▸ Work request
Please read the branch-and-bound text below: what is the step of discarding a node whose lower bound is greater than another node's upper bound called?
━━ Exercise text ━━
Another tool is a procedure that computes upper and lower bounds for the minimum value of *f*(*x*) within a given subset *S*. This step is called **bounding**.

The key idea of the BB algorithm is: if the *lower* bound for some tree node (set of candidates) *A* is greater than the *upper* bound for some other node *B*, then A may be safely discarded from the search. This step is called **pruning**, and is usually implemented by maintaining a global variable *m* (shared among all nodes of the tree) that records the minimum upper bound seen among all subregions examined so far. Any node whose lower bound is greater than *m* can be discarded.

The recursion stops when the current candidate set *S* is reduced to a single element; or also when the upper bound for set *S* matches the lower bound. Either way, any element of *S* will be a minimum of the function within *S*.

### [edit] Effective subdivision

The efficiency of the method depends strongly on the node-splitting procedure and on the upper and lower bound estimators. All other things being equal, it is best to choose a splitting method that provides non-overlapping subsets.

Ideally the procedure stops when all nodes of the search tree are either pruned or solved. At that point, all non-pruned subregions will have their upper and lower bounds equal to the global minimum of the function. In practice the procedure is often terminated after a given time; at that point, the minimum lower bound and the minimum upper bound, among all non-pruned sections, define a range of values that contains the global minimum. Alternatively, within an overriding time constraint, the algorithm may be terminated when some *error criterion*, such as *(max - min)/(min + max)*, falls below a specified value.

The efficiency of the method depends critically on the effectiveness of the branching and bounding algorithms used; bad choices could lead to repeated branching, without any pruning, until the sub-regions become very small. In that case the method would be reduced to an exhaustive enumeration of the domain, which is often impractically large. There is no universal bounding algorithm that works for all problems, and there is little hope that one will ever be found; therefore the general paradigm needs to be implemented separately for each application, with branching and bounding algorithms that are specially designed for it.

Branch and bound methods may be classified according to the bounding methods and according to the ways of creating/inspecting the search tree nodes.

The branch-and-bound design strategy is very similar to backtracking in that a state space tree is used to solve a problem. The differences are that the branch-and-bound method (1) does not limit us to any particular way of traversing the tree and (2) is used only for optimization problems.

This method naturally lends itself for parallel and distributed implementations, see, e.g., the traveling salesman problem article.

## [edit] Applications

This approach is used for a number of NP-hard problems, such as

- Knapsack problem
- Integer programming
- Nonlinear programming
- Traveling salesman problem (TSP)
- Quadratic assignment problem (QAP)
- Maximum satisfiability problem (MAX-SAT)
- Nearest neighbor search (NNS)
- Cutting stock problem
- False noise analysis (FNA)

It may also be a base of various heuristics. For example, one may wish to stop branching when the gap between the upper and lower bounds becomes smaller than a certain threshold. This is used when the solution is "good enough for practical purposes" and can greatly reduce the computations required. This type of solution is particularly applicable when the cost function used is *noisy* or is the result of statistical estimates and so is not known precisely but rather only known to lie within a range of values with a specific probability. An example of its application here is in biology when performing cladistic analysis to evaluate evolutionary relationships between organisms, where the data sets are often impractically large without heuristics.

For this reason, branch-and-bound techniques are often used in game tree search algorithms, most notably through the use of alpha-beta pruning.
━━━
━━ Record set ━━
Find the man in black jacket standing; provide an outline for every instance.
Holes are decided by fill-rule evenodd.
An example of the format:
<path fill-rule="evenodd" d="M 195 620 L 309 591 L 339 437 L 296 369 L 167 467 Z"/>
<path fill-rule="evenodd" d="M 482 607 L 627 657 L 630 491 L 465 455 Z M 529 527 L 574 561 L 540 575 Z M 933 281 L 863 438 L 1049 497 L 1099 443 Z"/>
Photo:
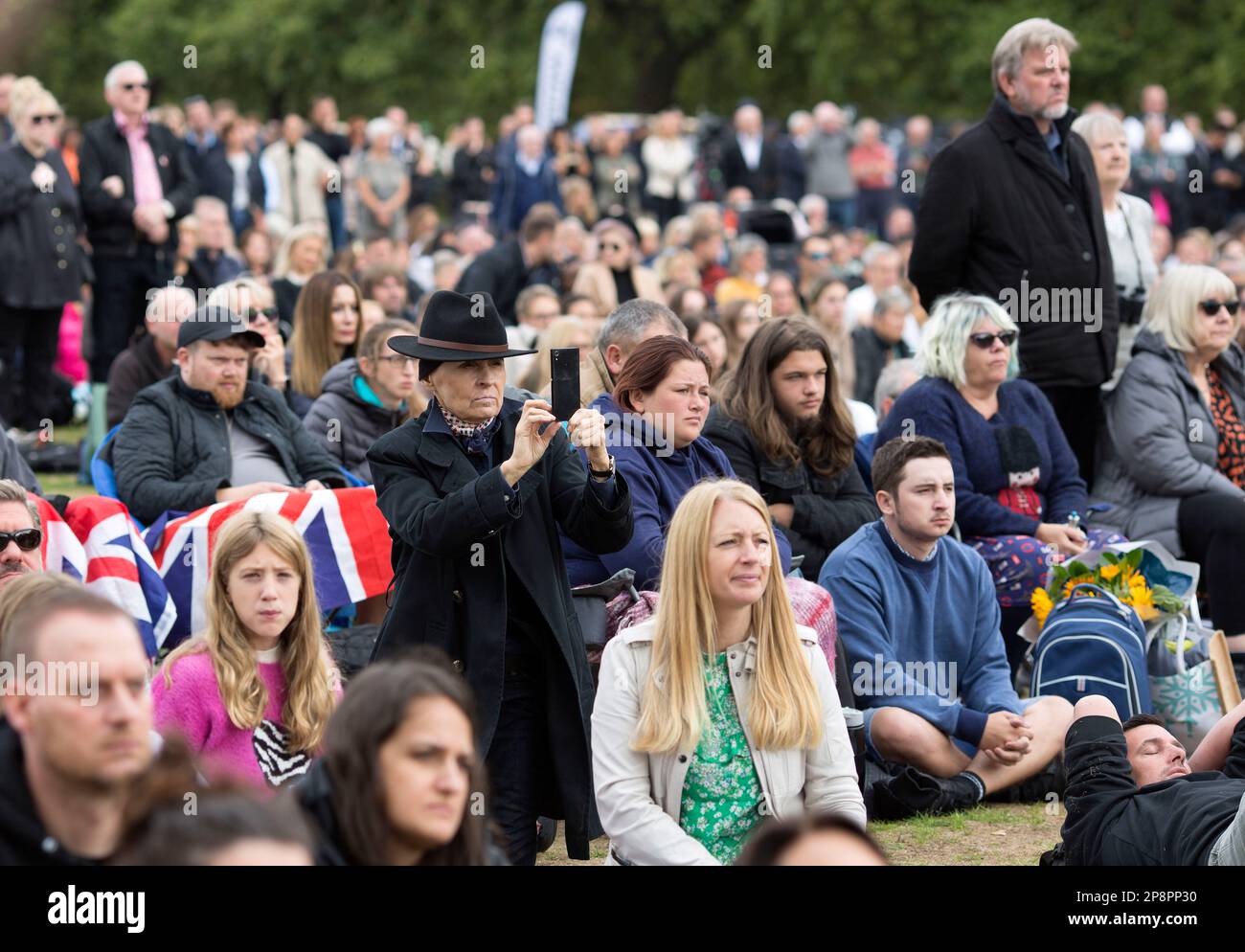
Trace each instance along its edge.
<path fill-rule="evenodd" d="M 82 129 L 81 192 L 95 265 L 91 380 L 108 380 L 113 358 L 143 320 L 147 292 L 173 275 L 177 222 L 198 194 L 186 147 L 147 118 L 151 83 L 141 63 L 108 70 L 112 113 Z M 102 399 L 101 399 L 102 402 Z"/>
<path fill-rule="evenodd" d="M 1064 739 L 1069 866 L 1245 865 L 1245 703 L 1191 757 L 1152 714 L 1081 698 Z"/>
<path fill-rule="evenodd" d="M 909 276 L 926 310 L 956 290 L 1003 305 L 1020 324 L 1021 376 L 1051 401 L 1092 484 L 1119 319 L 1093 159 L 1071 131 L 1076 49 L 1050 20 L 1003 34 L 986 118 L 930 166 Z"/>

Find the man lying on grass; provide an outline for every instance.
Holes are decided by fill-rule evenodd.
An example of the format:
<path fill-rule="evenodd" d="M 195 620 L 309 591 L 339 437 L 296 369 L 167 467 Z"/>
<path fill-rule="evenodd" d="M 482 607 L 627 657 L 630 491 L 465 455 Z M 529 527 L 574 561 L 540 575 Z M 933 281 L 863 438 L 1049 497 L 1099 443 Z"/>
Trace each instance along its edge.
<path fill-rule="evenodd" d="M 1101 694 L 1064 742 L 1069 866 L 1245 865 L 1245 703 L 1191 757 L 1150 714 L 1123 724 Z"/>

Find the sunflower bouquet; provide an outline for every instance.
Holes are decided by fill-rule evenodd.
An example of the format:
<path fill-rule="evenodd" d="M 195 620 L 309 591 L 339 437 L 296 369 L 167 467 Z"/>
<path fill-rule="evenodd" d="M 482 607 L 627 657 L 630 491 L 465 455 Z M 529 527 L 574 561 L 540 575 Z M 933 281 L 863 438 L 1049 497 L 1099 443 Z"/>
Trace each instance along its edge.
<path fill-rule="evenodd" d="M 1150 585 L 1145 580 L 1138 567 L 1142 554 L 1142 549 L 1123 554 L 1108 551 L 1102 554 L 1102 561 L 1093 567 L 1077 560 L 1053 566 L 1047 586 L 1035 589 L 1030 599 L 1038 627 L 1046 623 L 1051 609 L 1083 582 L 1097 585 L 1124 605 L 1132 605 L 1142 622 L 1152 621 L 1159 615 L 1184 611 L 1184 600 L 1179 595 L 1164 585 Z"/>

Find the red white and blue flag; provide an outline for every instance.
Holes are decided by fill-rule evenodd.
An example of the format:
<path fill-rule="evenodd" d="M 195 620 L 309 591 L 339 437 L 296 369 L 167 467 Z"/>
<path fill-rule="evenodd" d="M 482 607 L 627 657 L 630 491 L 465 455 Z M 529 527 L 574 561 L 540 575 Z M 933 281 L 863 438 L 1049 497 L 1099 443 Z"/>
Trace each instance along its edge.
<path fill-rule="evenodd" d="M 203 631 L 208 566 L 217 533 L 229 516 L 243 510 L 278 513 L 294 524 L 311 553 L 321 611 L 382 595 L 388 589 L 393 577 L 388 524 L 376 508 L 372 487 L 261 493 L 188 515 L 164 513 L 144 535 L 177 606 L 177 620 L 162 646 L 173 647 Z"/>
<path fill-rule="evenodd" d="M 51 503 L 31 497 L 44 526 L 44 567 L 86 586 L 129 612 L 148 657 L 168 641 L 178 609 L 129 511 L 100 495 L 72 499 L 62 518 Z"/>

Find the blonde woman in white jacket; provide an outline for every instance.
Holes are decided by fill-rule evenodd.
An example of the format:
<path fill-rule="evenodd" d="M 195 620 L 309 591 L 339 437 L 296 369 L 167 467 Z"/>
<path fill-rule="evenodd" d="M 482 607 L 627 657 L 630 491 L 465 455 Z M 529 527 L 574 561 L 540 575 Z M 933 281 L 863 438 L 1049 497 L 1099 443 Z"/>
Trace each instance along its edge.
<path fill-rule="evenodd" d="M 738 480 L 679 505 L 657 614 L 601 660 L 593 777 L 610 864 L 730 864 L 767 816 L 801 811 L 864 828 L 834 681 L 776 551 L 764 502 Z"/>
━━━
▸ Response to this task
Pruning.